:: Short problem a ::
From the dataset excerpt entries, arrange the lines as a JSON list of strings, one string per line and no blank lines. Start at the line containing "job | pin one point per instance of the brown" and continue through the line containing "[(219, 292), (330, 99)]", including both.
[start of Page text]
Wednesday, December 29, 2010

The Year's Reading

The end of the December is often a time to take a look back at the year just ending. In my case, I like to look back at the books I've read and the films I've watched. Below is a list of the books. Perhaps you've read some of these also. If so, I'd be interested in hearing your thoughts on them.

My reading this year was heavily invested in C.S. Lewis and Friedrich Nietzsche, an odd juxtaposition, perhaps. I also reread a number of books with which I wanted to renew my acquaintance. Some of this year's books are truly great and some are quite forgettable, but in any case here they are with a word or two of description of each:
  • Perelandra: C.S. Lewis (2nd reading) - Lewis imagines how things might have turned out in Eden. The book is an allegory of the Fall but with a much happier outcome.
  • Going Rogue: Sarah Palin - Palin's account of her selection as McCain's running mate and the subsequent campaign. She's far from the demoniac the left has made her out to be.
[end of Page text]
[start of Input data]
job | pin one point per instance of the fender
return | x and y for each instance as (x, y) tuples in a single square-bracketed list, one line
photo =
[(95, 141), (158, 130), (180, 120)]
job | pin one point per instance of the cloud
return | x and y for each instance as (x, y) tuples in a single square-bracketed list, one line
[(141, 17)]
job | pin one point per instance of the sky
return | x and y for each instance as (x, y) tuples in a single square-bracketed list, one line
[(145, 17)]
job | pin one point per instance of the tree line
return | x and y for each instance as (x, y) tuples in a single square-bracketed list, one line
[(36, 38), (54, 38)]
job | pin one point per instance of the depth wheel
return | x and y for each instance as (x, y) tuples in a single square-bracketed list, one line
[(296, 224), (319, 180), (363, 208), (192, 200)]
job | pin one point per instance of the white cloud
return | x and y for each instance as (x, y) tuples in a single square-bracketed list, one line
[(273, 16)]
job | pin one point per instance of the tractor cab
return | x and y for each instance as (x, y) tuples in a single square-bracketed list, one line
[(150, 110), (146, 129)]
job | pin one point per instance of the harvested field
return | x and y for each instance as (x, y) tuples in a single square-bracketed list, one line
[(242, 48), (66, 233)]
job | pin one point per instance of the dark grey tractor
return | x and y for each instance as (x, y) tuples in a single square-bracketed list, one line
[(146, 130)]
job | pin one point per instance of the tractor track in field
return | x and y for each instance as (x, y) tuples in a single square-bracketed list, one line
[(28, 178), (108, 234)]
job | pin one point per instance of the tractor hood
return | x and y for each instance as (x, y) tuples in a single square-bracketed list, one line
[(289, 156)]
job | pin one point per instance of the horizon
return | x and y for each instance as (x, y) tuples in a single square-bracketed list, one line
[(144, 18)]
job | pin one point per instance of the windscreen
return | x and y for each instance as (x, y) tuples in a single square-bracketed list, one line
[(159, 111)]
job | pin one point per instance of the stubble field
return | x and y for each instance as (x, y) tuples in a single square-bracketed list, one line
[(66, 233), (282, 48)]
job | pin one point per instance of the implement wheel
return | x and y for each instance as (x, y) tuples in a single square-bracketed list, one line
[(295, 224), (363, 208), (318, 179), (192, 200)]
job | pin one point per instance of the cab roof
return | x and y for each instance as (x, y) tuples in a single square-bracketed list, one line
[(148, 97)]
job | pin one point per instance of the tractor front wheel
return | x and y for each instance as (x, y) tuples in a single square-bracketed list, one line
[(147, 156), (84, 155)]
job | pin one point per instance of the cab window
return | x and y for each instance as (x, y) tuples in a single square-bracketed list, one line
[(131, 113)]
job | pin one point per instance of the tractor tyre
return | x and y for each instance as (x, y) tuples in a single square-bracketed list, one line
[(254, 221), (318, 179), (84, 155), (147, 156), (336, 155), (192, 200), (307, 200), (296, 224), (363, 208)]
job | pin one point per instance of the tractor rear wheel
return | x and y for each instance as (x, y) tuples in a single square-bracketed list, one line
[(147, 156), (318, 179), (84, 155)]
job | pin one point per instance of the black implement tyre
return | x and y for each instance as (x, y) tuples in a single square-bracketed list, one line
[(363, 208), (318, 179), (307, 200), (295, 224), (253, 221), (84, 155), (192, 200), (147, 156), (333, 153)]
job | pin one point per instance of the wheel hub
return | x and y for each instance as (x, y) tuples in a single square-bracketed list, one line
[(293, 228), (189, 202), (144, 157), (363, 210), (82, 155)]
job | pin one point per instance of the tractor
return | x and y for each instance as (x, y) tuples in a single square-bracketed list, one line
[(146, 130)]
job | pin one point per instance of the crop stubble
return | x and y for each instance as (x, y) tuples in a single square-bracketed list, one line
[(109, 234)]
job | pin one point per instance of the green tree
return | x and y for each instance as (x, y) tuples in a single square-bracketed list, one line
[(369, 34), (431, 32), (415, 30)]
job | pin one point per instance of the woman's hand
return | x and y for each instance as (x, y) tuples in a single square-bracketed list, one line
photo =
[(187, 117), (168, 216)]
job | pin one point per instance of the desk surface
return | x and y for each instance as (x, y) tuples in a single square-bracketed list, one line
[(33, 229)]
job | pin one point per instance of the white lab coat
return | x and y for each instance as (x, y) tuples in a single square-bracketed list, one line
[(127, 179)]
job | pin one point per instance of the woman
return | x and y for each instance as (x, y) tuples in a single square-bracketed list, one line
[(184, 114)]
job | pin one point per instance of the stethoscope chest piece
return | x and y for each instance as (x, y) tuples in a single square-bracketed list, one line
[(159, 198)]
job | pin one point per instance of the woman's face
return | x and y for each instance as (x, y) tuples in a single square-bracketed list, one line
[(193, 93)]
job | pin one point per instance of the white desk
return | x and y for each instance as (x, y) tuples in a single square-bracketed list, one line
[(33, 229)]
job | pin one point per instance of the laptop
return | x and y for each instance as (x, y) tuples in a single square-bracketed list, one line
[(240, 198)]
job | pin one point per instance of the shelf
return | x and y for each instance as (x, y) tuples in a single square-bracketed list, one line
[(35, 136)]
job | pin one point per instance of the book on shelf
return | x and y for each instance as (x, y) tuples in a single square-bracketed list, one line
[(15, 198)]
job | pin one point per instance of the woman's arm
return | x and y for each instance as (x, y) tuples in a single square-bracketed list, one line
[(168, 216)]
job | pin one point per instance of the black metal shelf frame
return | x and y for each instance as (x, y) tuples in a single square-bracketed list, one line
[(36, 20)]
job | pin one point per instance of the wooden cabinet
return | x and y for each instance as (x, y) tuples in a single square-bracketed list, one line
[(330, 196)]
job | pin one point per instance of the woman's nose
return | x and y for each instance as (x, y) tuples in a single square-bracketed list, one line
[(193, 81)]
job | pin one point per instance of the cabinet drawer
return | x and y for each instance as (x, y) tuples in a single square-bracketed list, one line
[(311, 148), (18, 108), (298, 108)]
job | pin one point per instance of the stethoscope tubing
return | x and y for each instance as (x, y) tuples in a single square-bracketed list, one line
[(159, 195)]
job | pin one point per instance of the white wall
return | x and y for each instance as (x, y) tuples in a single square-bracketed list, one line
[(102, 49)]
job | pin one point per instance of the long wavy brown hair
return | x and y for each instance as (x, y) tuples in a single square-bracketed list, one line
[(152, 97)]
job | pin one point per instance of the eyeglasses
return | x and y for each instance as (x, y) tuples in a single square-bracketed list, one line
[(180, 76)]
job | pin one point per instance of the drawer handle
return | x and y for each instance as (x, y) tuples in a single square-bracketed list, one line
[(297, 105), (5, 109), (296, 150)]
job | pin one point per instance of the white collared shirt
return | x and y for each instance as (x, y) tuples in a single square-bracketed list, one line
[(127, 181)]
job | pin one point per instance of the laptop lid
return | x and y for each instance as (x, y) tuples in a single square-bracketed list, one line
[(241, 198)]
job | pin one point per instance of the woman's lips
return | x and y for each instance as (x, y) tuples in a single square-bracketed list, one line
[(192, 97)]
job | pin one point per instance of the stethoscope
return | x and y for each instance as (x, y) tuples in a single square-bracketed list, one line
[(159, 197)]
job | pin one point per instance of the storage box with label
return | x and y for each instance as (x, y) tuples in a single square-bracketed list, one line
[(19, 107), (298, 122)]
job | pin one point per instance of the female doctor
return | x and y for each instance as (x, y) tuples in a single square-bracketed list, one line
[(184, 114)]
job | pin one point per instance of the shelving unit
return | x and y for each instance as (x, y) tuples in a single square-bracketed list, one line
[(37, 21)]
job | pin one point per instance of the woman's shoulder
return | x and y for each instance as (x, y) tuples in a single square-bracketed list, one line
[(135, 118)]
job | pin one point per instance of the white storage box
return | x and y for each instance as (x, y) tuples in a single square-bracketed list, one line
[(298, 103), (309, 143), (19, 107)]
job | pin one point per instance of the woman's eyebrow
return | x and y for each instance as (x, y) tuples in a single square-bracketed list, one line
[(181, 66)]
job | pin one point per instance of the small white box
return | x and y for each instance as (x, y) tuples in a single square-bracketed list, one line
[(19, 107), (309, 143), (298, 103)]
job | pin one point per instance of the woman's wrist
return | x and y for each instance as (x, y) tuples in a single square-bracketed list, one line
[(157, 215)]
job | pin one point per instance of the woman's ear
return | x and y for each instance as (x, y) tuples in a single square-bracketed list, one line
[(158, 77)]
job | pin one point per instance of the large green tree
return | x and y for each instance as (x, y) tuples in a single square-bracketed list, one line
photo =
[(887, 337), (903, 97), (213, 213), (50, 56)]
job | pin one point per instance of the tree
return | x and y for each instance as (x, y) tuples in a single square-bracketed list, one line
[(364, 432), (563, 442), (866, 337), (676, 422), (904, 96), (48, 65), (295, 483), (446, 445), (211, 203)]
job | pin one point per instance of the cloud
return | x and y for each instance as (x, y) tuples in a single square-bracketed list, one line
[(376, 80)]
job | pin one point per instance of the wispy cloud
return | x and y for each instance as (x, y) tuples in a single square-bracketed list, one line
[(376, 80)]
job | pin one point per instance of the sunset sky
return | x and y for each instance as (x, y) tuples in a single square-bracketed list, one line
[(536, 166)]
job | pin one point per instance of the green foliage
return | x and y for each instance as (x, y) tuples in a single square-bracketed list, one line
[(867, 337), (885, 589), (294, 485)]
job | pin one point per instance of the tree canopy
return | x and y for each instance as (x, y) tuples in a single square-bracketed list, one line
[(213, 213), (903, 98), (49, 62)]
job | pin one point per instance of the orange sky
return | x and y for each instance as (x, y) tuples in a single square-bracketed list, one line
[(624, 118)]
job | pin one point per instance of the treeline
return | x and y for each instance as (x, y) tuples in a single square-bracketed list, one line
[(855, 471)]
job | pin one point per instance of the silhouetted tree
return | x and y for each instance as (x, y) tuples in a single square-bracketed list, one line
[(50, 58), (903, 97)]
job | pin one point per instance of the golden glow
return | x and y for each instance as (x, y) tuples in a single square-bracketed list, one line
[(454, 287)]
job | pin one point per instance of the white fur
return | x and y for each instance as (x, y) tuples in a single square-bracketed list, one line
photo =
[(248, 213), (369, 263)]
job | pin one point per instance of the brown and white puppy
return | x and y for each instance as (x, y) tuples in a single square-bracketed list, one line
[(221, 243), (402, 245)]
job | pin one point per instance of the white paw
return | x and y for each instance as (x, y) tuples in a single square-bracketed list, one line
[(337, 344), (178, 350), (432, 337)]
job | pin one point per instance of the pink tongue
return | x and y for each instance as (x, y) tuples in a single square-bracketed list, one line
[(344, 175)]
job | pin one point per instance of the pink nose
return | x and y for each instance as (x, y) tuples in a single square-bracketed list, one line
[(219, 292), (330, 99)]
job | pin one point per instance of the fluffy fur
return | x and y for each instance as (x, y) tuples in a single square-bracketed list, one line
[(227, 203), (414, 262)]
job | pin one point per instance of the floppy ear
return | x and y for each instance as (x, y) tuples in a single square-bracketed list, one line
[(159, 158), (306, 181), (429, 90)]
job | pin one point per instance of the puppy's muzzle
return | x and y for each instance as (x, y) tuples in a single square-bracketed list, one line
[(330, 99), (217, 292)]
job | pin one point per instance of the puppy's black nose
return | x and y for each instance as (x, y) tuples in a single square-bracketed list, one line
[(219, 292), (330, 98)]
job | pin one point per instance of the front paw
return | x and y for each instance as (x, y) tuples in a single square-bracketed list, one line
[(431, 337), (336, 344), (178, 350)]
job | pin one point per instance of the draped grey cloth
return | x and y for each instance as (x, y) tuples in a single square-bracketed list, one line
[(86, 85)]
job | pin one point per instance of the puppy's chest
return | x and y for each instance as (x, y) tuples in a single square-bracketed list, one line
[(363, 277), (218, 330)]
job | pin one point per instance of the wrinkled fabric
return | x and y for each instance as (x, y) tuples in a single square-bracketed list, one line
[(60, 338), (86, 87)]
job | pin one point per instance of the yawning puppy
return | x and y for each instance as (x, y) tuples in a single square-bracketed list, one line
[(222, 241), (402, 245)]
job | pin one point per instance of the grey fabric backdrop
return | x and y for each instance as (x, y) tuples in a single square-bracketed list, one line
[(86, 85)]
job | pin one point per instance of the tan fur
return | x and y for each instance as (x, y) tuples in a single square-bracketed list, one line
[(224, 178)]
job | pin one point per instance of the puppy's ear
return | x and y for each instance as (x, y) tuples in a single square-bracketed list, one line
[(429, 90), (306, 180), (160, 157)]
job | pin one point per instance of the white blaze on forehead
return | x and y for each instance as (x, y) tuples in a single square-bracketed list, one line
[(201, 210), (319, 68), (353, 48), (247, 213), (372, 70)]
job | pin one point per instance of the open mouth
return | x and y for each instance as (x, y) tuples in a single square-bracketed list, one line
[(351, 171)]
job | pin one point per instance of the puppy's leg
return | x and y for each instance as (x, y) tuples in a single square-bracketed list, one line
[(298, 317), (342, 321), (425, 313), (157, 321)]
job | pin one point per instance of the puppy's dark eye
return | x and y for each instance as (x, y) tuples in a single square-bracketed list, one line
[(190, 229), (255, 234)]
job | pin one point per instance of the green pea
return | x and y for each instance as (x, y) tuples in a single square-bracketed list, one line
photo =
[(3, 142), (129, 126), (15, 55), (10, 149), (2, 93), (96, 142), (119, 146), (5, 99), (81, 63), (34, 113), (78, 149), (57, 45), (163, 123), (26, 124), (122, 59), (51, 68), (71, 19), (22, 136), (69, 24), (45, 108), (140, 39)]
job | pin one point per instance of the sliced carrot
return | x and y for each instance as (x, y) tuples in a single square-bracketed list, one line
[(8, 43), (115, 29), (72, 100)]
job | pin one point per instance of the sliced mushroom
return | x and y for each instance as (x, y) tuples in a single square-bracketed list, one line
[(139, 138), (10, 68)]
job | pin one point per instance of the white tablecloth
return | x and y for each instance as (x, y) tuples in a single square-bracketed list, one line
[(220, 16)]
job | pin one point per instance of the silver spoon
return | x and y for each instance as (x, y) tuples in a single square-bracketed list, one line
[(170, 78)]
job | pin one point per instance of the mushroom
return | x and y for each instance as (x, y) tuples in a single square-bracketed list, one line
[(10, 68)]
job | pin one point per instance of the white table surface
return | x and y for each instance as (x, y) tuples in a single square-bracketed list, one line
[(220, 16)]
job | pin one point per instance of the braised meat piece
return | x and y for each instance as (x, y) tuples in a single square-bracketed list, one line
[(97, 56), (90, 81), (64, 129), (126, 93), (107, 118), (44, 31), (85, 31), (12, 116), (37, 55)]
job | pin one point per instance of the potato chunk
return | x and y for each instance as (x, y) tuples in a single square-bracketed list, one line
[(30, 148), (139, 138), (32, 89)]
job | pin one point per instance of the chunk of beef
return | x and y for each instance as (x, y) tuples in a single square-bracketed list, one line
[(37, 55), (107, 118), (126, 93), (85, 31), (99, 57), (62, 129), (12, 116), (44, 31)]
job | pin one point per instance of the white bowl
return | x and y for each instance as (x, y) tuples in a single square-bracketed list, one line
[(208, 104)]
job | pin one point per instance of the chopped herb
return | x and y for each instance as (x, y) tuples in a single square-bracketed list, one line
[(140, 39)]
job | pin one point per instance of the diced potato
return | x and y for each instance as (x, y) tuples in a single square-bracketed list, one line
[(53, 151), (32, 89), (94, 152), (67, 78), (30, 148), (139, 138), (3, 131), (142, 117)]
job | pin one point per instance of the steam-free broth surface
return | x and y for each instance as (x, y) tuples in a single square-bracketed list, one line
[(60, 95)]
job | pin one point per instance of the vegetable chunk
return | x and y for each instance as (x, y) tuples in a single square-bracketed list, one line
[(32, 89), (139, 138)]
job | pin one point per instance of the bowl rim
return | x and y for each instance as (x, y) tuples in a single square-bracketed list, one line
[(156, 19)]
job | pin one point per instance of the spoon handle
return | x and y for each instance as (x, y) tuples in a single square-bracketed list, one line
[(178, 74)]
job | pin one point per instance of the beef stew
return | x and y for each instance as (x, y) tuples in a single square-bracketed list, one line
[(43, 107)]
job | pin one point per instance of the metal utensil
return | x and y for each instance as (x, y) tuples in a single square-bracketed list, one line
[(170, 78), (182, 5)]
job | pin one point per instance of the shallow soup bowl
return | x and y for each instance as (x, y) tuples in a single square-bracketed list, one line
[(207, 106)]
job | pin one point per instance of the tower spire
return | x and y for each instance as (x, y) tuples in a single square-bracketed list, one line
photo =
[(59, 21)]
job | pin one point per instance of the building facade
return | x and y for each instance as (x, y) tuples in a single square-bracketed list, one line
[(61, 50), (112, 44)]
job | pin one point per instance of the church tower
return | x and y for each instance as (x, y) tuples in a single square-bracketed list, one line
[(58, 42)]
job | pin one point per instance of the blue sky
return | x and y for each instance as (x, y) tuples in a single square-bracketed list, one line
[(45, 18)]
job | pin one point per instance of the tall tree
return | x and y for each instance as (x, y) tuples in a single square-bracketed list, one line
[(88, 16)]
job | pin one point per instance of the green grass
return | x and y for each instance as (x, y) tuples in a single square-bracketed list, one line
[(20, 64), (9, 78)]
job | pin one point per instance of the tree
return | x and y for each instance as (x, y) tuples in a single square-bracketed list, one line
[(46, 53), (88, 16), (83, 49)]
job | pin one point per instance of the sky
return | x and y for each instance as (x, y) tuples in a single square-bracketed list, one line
[end of Input data]
:: Short problem b ::
Answer these questions from the reading-list post:
(i) Which two authors did the writer's reading this year focus on most heavily?
(ii) Which reading of Perelandra was this for the writer?
(iii) Whose running mate was Sarah Palin, according to the description of Going Rogue?

:: Expected output a ::
[
  "job | pin one point per instance of the brown and white puppy",
  "return | x and y for each instance as (x, y) tuples in a single square-bracketed list, one line",
  "[(221, 243), (402, 245)]",
  "job | pin one point per instance of the white paw",
  "return | x and y for each instance as (x, y) tuples in a single square-bracketed list, one line",
  "[(337, 344), (178, 350), (432, 337)]",
  "job | pin one point per instance of the pink tongue",
  "return | x and y for each instance as (x, y) tuples in a single square-bracketed list, one line",
  "[(344, 175)]",
  "job | pin one point per instance of the pink nose",
  "return | x and y for each instance as (x, y) tuples in a single square-bracketed list, one line",
  "[(219, 292), (330, 99)]"
]

:: Expected output b ::
(i) C.S. Lewis and Friedrich Nietzsche
(ii) The second reading
(iii) McCain's